ZADANIA »
- 1) Przepisz z tekstu dokumentu fragment od „Powstała w ten” do „tak dalej gnić!”.
- 2) Jakie wydawnictwo według tekstu dokumentu wydało książeczkę „Uwierzcie w koniec świata”?

___ TEKST DOKUMENTU ___

Powstała w ten sposób niewielka książeczka pt. „Uwierzcie w koniec świata. Współczesne proroctwo o powtórnym przyjściu Chrystusa”, wydana właśnie przez wydawnictwo Znak. Książeczka, która jeśli zostanie przeczytana - ma moc zmiany życia. Nie tylko jednostkowego. I przez to jest groźna!
To nie może tak dalej gnić!
Proroctwo w tytule (dokładnie w podtytule) nie ma nic wspólnego ze współczesnymi rozumieniami tego terminu. Ojciec Badeni nie próbuje nawet „przewidywać”, kiedy nadejdzie koniec świata i nastąpi powtórne przyjście Chrystusa. Dla niego wszystkie przewidywania, terminy, analizy są zafałszowaniem prawdziwego proroctwa, które ma nam przypomnieć nie tyle o tym, kiedy nadejdzie koniec, ile to, co on naprawdę znaczy.
I tu słowa dominikanina nabierają mocy i sensu. „Bóg stworzył świat z niczego, po to, żeby człowiek brał udział w Jego szczęściu i nieśmiertelności. Człowiek, mówiąc potocznie, zawalił – więc pierwszy plan Boga z winy człowieka się nie udał. Bóg za cenę życia swego Syna zbawił świat – to drugi plan, który wychodzi - jak mawiają Francuzi - comme ci, comme ça. (…) Czy wobec tego Bóg zostawi świat taki, jakim jest, bez rozliczenia? Czy to możliwe, żeby dalej wszystko się kręciło w nieskończoność: wojny, cudzołóstwo, pedofilia, okrucieństwa w rodzinie? Czy ludzie sami sobie z tym poradzą? (…) Czy świat może zostać taki, jaki jest w tej chwili? Czy Pan Bóg jest sprawiedliwy, czy też może macha ręką na wszystko, co człowiek robi? (…) Czy to wszystko ma tak dalej zostać i dalej gnić? To, nawet po ludzku mówiąc, jest nielogiczne. Musi być rozliczenie. I będzie. Pan Bóg zrobi to sam, jako Sędzia Najwyższy. I będzie rozliczenie bardzo drastyczne, totalne” – podkreśla Badeni.

___ WIDOCZNE POZYCJE ___

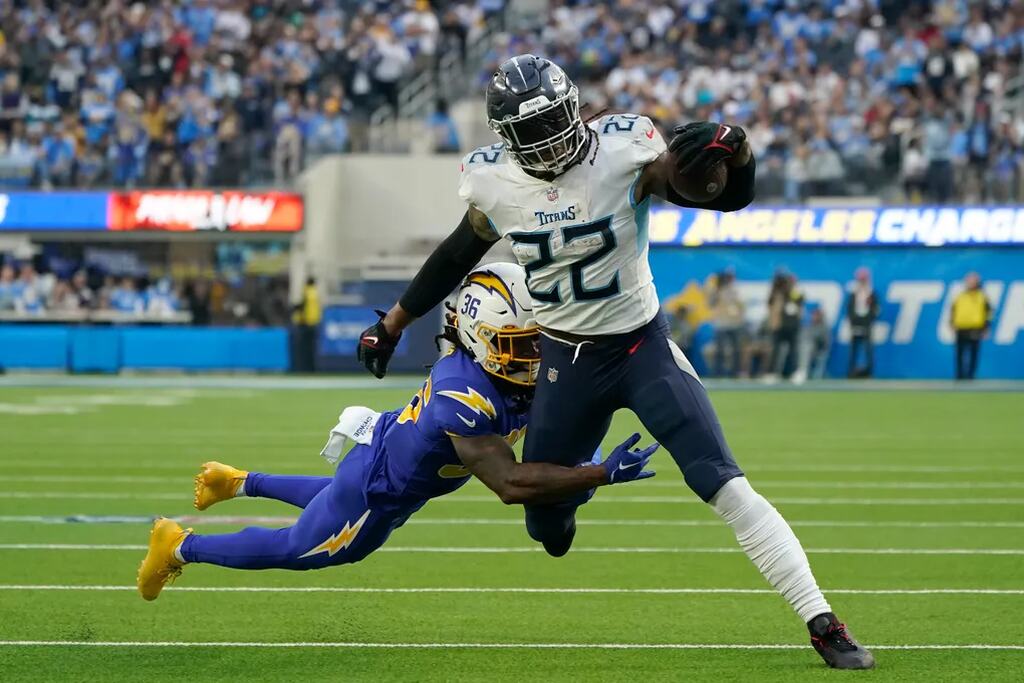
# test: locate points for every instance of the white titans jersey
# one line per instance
(581, 237)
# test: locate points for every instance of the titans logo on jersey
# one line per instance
(417, 460)
(582, 237)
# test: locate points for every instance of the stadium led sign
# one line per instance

___

ROZWIĄZANIA »
- 1)
Powstała w ten sposób niewielka książeczka pt. „Uwierzcie w koniec świata. Współczesne proroctwo o powtórnym przyjściu Chrystusa”, wydana właśnie przez wydawnictwo Znak. Książeczka, która jeśli zostanie przeczytana - ma moc zmiany życia. Nie tylko jednostkowego. I przez to jest groźna!
To nie może tak dalej gnić!

- 2) Wydawnictwo Znak.